-- Text to read start --
Reducing the cost of autodecoding (page 2)

On Wednesday, 12 October 2016 at 23:47:45 UTC, Andrei Alexandrescu wrote: > > I think we should define two aliases "likely" and "unlikely" with default implementations: > > bool likely(bool b) { return b; } > bool unlikely(bool b) { return b; } > > They'd go in druntime. Then implementers can hook them into their intrinsics. > > Works? > > > Andrei I was about to suggest the same. I can prepare a PR.

On Wednesday, 12 October 2016 at 23:59:15 UTC, Stefan Koch wrote: > On Wednesday, 12 October 2016 at 23:47:45 UTC, Andrei Alexandrescu wrote: >> >> I think we should define two aliases "likely" and "unlikely" with default implementations: >> >> bool likely(bool b) { return b; } >> bool unlikely(bool b) { return b; } >> >> They'd go in druntime. Then implementers can hook them into their intrinsics. >> >> Works? >> >> >> Andrei > > I was about to suggest the same. > I can prepare a PR. We should probably introduce a new module for stuff like this. object.d is already filled with too much unrelated things.

On Wednesday, 12 October 2016 at 23:47:45 UTC, Andrei Alexandrescu wrote: > > Wait, so going through the bytes made almost no difference? Or did you subtract the overhead already? > It made little difference: LDC compiled into AVX2 vectorized addition (vpmovzxbq & vpaddq.)
-- Text to read end --
-- Provided material start --
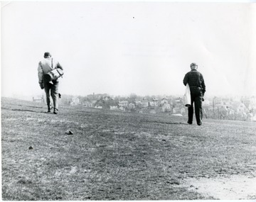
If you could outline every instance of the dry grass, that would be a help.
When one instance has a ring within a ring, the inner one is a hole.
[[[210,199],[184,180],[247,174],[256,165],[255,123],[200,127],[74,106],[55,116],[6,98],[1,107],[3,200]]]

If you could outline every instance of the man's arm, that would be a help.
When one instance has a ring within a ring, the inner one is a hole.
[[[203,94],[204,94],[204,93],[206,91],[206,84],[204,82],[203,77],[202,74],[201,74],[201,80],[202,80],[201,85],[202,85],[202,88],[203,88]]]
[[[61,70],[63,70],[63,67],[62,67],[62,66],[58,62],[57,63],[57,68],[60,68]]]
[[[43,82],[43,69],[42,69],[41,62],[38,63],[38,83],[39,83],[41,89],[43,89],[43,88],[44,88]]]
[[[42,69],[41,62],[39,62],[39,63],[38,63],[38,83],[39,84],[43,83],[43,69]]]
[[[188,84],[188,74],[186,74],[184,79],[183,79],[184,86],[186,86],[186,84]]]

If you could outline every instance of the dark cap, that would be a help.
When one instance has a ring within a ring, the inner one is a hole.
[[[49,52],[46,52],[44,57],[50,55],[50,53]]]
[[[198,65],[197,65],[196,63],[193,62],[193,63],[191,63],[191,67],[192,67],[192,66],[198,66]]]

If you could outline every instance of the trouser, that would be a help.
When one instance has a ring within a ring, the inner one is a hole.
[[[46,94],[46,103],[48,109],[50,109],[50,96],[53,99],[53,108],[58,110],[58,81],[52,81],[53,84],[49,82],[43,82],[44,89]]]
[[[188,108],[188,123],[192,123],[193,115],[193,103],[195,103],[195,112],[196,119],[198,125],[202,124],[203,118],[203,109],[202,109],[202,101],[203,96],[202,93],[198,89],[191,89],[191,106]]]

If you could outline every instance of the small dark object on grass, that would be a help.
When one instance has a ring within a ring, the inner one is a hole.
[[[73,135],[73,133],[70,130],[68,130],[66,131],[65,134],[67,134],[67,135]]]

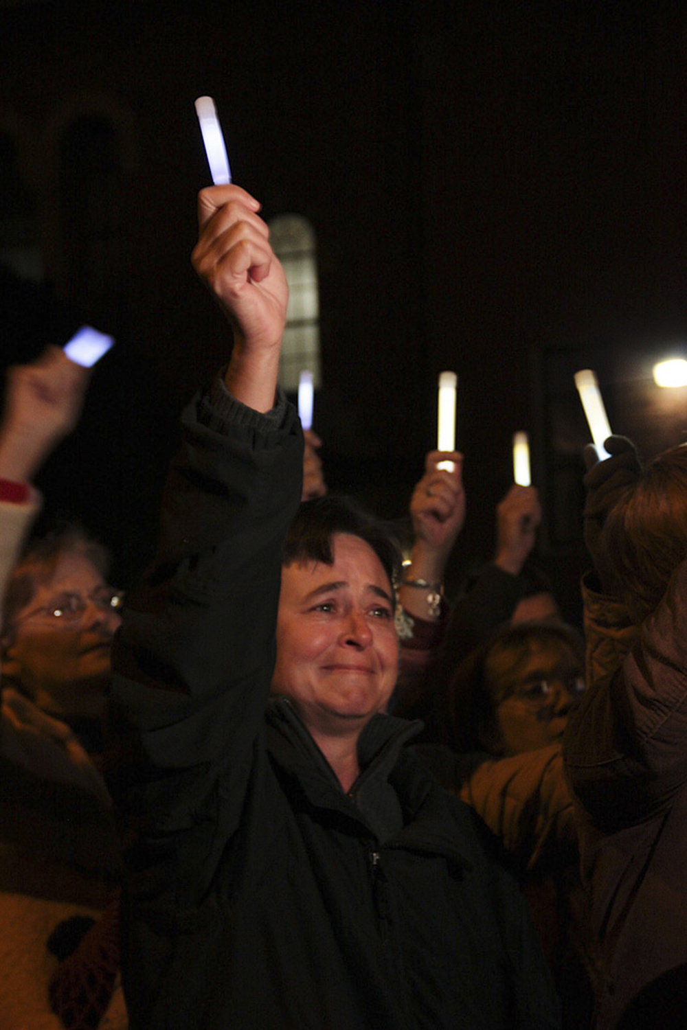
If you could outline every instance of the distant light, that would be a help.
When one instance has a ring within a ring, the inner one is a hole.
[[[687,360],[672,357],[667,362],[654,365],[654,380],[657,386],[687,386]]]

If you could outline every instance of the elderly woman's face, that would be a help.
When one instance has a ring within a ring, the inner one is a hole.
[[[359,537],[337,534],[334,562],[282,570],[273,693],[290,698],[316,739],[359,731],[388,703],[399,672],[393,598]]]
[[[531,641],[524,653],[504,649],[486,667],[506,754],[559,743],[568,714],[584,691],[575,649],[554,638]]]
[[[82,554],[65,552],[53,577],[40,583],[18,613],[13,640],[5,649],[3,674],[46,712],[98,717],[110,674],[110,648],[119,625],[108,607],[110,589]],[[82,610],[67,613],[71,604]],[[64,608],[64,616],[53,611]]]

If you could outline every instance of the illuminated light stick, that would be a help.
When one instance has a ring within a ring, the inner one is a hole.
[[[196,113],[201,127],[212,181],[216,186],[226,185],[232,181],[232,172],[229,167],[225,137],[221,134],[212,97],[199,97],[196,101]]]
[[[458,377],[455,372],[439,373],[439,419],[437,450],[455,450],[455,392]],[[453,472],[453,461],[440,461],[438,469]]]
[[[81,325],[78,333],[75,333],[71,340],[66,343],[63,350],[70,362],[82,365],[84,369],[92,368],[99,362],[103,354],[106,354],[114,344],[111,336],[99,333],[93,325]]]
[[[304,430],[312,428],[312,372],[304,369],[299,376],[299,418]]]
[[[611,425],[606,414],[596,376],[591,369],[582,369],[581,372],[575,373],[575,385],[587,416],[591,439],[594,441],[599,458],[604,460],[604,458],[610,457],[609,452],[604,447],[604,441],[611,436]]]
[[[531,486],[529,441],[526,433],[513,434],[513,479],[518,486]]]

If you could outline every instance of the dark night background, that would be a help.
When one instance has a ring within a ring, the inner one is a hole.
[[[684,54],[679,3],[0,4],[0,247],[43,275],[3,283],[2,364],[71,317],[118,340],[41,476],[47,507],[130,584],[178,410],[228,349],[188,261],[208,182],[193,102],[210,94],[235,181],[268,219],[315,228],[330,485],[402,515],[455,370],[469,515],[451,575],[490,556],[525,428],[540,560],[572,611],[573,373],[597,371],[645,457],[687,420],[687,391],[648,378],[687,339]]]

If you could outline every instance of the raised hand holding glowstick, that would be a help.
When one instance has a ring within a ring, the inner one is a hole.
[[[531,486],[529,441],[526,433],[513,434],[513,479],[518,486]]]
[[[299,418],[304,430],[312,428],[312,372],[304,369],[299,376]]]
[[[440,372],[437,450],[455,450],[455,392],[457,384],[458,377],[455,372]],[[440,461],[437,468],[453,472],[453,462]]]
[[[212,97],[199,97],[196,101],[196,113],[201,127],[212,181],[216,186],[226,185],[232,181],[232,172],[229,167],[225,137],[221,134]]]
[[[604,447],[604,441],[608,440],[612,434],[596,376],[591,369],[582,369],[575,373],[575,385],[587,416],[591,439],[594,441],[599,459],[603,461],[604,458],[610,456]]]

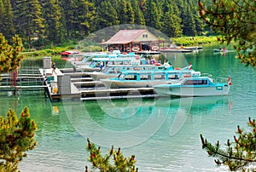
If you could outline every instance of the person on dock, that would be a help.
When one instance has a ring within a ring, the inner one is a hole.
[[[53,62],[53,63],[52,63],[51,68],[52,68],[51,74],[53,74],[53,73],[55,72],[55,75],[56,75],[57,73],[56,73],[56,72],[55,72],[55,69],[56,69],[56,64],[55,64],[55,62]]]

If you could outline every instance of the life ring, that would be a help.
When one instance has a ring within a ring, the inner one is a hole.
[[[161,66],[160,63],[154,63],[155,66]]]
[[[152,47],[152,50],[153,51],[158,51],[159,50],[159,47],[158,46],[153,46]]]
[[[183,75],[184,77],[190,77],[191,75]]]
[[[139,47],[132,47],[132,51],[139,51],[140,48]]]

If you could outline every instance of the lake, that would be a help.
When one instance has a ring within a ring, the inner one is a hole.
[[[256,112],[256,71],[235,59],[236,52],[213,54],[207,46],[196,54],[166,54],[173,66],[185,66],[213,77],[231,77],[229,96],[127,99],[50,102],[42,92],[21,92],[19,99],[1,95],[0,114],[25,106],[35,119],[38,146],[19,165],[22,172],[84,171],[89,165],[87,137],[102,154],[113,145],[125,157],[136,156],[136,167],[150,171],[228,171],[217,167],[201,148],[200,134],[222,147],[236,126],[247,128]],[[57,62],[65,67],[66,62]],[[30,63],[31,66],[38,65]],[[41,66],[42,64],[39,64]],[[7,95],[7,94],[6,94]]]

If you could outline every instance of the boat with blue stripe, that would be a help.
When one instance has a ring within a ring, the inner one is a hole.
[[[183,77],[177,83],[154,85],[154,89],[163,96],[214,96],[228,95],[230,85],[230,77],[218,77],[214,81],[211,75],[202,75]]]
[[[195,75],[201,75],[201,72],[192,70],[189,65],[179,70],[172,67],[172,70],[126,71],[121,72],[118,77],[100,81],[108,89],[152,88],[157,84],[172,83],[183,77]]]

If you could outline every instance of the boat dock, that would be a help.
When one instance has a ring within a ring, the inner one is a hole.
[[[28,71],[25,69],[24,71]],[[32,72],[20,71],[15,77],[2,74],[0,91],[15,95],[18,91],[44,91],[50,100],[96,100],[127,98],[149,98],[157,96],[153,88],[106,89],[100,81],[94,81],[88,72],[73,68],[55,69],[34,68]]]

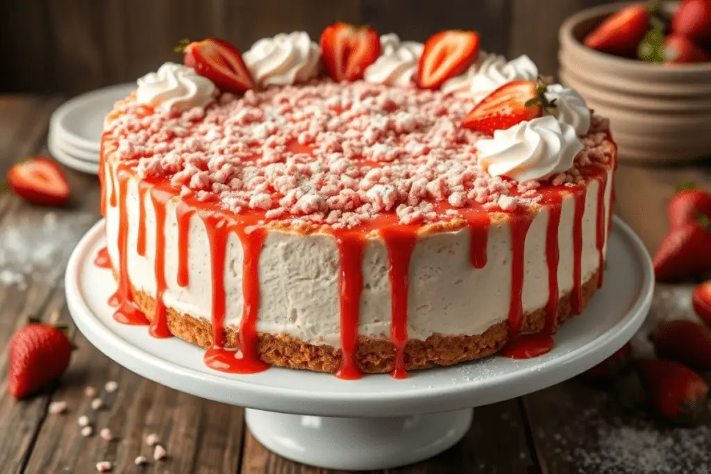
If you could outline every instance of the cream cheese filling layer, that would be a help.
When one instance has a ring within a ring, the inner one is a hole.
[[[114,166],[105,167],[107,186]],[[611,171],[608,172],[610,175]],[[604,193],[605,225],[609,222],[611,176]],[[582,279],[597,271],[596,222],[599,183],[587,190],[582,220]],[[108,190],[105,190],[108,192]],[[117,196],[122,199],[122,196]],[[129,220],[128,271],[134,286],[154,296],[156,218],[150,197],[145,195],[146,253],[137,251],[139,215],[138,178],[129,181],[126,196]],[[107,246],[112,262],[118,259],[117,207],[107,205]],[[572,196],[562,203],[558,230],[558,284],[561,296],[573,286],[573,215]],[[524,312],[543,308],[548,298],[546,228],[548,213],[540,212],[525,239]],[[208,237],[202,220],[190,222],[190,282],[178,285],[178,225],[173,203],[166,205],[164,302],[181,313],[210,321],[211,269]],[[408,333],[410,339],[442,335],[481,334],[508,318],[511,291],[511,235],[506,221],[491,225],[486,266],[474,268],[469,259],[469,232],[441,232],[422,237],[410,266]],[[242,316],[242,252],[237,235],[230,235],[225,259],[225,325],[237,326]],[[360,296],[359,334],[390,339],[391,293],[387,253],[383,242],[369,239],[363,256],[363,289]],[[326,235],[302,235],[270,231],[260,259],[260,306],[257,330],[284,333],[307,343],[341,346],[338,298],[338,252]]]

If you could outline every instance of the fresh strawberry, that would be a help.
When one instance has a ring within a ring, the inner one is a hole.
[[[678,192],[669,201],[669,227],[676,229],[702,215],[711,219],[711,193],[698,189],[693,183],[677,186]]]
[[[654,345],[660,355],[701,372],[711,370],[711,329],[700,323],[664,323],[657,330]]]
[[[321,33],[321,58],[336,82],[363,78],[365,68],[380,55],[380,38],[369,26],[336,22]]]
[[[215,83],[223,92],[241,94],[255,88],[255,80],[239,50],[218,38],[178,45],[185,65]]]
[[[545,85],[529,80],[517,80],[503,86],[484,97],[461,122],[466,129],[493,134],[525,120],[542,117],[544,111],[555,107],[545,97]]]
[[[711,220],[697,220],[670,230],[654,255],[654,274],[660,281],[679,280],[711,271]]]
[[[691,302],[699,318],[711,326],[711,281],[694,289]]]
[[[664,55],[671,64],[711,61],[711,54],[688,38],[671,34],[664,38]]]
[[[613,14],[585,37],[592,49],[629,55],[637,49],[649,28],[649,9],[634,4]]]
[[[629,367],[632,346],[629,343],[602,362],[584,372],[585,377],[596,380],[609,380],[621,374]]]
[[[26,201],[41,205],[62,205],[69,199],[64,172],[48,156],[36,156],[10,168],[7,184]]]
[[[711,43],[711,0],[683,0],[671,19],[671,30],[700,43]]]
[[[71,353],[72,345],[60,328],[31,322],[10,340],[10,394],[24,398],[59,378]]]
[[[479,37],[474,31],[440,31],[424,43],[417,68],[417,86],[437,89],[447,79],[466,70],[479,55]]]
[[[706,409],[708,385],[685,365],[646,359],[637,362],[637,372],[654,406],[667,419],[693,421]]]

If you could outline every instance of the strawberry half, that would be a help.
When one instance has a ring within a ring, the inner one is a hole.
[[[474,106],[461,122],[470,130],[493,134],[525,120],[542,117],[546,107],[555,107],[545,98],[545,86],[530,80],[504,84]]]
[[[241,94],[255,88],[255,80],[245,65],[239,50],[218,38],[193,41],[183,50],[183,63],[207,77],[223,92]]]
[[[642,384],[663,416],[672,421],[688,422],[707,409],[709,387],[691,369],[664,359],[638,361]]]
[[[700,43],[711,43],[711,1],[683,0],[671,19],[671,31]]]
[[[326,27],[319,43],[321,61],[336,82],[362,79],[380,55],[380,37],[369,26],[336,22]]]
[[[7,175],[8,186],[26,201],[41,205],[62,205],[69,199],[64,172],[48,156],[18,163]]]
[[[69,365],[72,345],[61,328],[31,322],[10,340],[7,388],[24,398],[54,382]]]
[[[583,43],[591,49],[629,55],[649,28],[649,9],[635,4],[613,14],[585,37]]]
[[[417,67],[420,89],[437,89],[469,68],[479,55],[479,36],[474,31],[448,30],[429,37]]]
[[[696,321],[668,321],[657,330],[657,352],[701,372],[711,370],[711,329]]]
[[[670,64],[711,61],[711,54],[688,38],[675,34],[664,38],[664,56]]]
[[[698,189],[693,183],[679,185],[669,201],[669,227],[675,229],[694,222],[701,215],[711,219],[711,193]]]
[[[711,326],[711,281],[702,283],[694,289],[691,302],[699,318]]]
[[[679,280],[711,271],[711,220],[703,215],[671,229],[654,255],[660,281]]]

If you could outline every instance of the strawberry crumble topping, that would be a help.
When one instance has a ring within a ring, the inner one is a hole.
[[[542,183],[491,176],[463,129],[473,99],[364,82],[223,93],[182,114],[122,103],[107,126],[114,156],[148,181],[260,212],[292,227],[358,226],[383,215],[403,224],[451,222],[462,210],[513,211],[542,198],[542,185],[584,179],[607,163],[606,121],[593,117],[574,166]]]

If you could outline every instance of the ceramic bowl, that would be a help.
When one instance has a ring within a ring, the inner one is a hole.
-- Provided material end --
Set task A: In the autodecoding thread, where would the "likely" and "unlikely" aliases go, according to Andrei Alexandrescu?
Set task B: Print the part of the autodecoding thread starting with "Reducing the cost" and going on through "same. I can prepare a PR.".
These lines come from a different source than the thread.

Worked answer A: In druntime.

Worked answer B:
Reducing the cost of autodecoding (page 2)

On Wednesday, 12 October 2016 at 23:47:45 UTC, Andrei Alexandrescu wrote: > > I think we should define two aliases "likely" and "unlikely" with default implementations: > > bool likely(bool b) { return b; } > bool unlikely(bool b) { return b; } > > They'd go in druntime. Then implementers can hook them into their intrinsics. > > Works? > > > Andrei I was about to suggest the same. I can prepare a PR.